▶ Input material:
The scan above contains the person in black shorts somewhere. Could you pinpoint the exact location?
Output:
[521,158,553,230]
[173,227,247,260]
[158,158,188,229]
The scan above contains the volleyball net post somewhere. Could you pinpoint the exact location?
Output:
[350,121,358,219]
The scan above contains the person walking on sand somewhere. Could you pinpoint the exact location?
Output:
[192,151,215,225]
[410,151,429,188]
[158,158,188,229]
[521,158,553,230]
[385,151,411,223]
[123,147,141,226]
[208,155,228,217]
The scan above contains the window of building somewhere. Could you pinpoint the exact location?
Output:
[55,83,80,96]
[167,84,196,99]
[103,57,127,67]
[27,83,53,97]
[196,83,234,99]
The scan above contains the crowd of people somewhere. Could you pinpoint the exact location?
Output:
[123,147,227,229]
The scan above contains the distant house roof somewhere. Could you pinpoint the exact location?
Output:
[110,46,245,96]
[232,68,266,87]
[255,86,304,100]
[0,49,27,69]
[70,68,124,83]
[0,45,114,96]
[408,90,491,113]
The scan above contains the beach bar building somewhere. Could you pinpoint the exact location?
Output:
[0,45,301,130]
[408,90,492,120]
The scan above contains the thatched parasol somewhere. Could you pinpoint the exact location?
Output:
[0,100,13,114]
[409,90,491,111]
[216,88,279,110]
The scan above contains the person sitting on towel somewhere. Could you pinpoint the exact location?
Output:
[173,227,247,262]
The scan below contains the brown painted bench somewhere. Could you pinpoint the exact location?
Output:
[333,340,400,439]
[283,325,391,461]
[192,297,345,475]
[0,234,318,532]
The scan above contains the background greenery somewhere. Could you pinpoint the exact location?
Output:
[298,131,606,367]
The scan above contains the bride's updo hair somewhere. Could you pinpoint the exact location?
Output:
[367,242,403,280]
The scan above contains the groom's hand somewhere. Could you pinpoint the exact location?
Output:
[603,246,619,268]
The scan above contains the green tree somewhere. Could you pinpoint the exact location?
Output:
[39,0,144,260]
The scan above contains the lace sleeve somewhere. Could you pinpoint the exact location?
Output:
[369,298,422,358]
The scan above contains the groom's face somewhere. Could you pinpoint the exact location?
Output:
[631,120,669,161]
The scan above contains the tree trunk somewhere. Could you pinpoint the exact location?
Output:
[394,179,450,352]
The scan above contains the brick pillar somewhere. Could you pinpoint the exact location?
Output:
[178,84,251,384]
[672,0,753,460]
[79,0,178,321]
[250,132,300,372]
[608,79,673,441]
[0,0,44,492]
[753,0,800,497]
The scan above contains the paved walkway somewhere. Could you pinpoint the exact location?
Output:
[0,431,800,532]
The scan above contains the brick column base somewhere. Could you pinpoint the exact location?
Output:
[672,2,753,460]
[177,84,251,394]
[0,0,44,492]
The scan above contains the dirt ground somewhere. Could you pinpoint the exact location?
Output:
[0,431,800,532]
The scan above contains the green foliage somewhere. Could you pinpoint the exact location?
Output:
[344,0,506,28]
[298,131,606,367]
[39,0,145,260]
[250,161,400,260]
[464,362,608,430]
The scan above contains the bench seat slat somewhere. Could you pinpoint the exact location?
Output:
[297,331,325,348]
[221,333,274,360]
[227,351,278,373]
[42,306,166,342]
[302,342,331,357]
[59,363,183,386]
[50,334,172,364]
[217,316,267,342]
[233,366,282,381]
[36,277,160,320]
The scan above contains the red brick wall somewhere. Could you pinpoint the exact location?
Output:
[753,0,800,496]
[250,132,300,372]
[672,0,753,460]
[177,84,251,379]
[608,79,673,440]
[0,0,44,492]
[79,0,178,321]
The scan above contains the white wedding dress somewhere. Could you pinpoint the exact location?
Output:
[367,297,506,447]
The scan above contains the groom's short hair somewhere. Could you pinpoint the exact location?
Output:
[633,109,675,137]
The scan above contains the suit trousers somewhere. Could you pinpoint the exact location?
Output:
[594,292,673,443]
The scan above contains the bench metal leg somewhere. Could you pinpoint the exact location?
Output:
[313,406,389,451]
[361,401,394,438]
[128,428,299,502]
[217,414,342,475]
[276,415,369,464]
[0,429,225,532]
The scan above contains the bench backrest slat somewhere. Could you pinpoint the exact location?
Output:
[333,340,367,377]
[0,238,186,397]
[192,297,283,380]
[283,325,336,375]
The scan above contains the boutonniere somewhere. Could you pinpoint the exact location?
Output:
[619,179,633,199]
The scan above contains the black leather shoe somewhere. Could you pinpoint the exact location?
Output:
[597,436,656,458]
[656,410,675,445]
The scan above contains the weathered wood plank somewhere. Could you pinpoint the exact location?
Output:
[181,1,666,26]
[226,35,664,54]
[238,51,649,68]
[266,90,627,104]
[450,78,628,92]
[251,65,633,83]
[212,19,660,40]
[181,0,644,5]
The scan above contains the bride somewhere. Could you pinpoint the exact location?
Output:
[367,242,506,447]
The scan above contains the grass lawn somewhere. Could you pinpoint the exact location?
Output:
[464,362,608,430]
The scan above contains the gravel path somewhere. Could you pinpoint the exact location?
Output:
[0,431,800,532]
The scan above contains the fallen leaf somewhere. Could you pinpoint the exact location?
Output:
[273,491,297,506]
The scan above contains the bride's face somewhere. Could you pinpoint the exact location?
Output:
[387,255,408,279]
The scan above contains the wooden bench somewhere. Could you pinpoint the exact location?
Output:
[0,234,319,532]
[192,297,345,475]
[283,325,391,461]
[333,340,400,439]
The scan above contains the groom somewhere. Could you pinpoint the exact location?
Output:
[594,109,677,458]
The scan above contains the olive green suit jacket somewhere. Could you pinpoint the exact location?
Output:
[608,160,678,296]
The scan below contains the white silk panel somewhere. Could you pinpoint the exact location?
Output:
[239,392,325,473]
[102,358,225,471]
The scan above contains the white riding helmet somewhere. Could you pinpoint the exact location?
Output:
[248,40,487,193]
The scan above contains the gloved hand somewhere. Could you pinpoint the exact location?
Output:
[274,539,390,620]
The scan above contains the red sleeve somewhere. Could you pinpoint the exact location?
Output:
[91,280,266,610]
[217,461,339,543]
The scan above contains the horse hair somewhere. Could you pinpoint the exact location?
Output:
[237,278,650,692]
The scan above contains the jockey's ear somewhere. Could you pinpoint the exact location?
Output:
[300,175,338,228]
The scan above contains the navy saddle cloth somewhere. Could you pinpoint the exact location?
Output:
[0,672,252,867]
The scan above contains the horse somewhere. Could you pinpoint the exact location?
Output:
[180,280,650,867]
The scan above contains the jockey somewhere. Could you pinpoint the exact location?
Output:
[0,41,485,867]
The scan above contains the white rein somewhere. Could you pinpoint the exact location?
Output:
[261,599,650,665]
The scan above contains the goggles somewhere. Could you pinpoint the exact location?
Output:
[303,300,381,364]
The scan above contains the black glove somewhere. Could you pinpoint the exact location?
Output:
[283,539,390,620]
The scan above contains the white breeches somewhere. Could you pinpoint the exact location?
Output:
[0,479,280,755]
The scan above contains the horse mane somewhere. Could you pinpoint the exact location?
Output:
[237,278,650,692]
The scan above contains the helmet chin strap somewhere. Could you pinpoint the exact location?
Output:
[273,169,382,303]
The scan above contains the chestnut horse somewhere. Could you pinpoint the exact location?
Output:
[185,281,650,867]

▶ What the task requires:
Identify each line in the material above that contains the word "building", with case counting, and copy those lines out in full.

▶ Answer for this exercise:
The scan above contains the window of building somewhere. Could you pinpoint the exact location?
The scan above contains the beach bar building somewhere. Could you pinpoint the exact location?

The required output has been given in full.